* What you need to do *
In the film review below, what job does Copley hire the team to carry out?

* Document text *
The immaculate nature of the combat sequences makes sense within the context of the story—Theron plays a nearly immortal being, Andromeda—or Andy—who leads a team of other almost-immortals. Having fought together for hundreds of years they function as a well-oiled machine, nearly able to read one another’s minds.
The plot kicks off with Andy and company walking straight into a trap set up by a CIA operative, Copley, played with great skill by Chiwetel Eijojor. Copley’s wife has recently passed from ALS, and he has just gotten back into the game of international machinations. He hires the team to liberate girls kidnapped from a Sudanese school. Once inside the stronghold, the team doesn’t find the girls, but rather cameras filming evidence of their supernatural ability to come back from the dead.
Meanwhile, in Afghanistan, Nile, a Marine with a heart of gold played by newcomer Kiki Layne, has her throat slit in the line of duty. Nile dies. But then comes back again, healed to perfection. Andy and her team all simultaneously dream about the new member of the old guard—just as she dreams of them.
Andy abducts Nile from her base in Afghanistan, which leads to a very nice brawl aboard a plane transporting heroin to France. Nile is a worthy adversary for Andy, and Layne does well going toe-to-toe with Oscar winner Theron. Grudgingly, Nile agrees to join forces with Andy.
Nile is introduced to the other members of the old guard. Joe and Nicky, who are deeply in love, and Booker, who is the brains of the crew. Nile learns that past members have eventually lost their immortality and died of war wounds. Moreover, Andy’s best friend, Quynh, played by Van Veronica Ngo, was sentenced to death for witchcraft, placed in an iron maiden, and dropped into the ocean. Quynh has been trapped for 500 years drowning to death, coming back to life, and drowning again. Nile dreams of Quynh, and tells the team that unsurprisingly, she’s gone mad.

Stored items:

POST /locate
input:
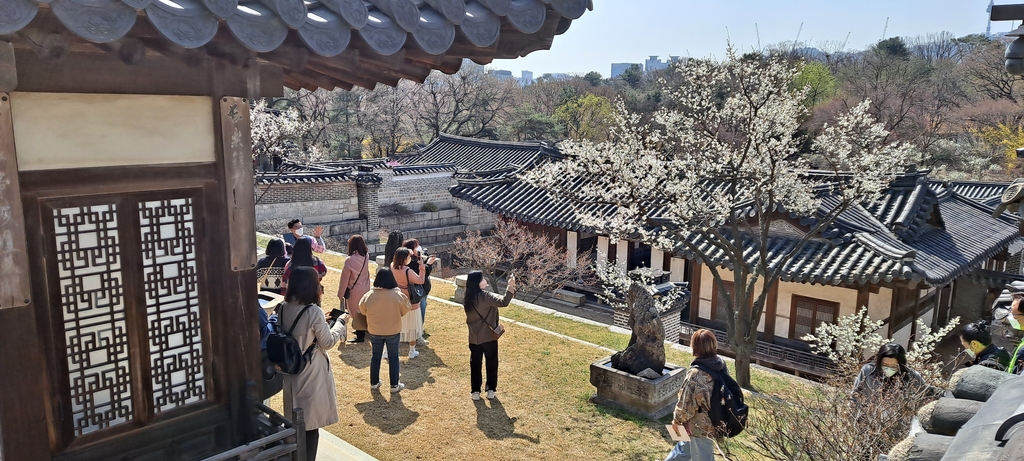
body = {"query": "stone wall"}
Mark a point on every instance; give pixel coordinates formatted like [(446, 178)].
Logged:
[(315, 202), (474, 217), (415, 191)]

* Solution for this problem *
He hires them to liberate girls kidnapped from a Sudanese school.